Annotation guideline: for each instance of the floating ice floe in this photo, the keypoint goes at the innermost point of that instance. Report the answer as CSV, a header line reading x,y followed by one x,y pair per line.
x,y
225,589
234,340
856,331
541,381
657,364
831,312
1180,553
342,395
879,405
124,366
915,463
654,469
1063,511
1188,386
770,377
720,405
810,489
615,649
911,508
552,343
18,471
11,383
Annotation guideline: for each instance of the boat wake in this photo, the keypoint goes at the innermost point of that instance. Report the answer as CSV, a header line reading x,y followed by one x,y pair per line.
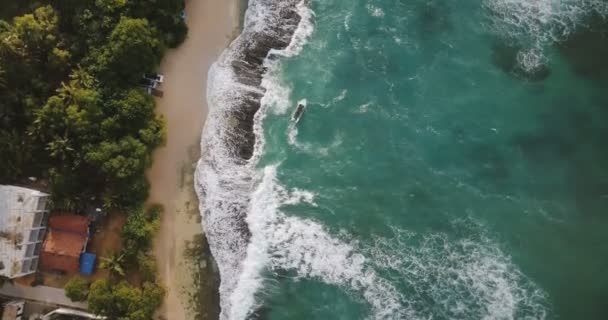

----------

*WHAT TO WORK ON*. Omit the pictures, then give every record back exactly as it stands.

*OUTPUT FOR THIS TASK*.
Annotation guideline: for each instance of the floating ice floe in this photo, the keypoint goes at the innermost point of that instance. Report the answer as CSV, a header line reading x,y followed by one x,y pair per line.
x,y
225,589
234,340
856,331
541,381
657,364
831,312
1180,553
342,395
879,405
124,366
915,463
654,469
1063,511
1188,386
770,377
720,405
810,489
615,649
911,508
552,343
18,471
11,383
Annotation guideline: for each instance of the boat wake in this photo, the keypoint goes at the innermost point of that instance. Report the answer as CSV, a header line reading x,y followed by one x,y pair per line.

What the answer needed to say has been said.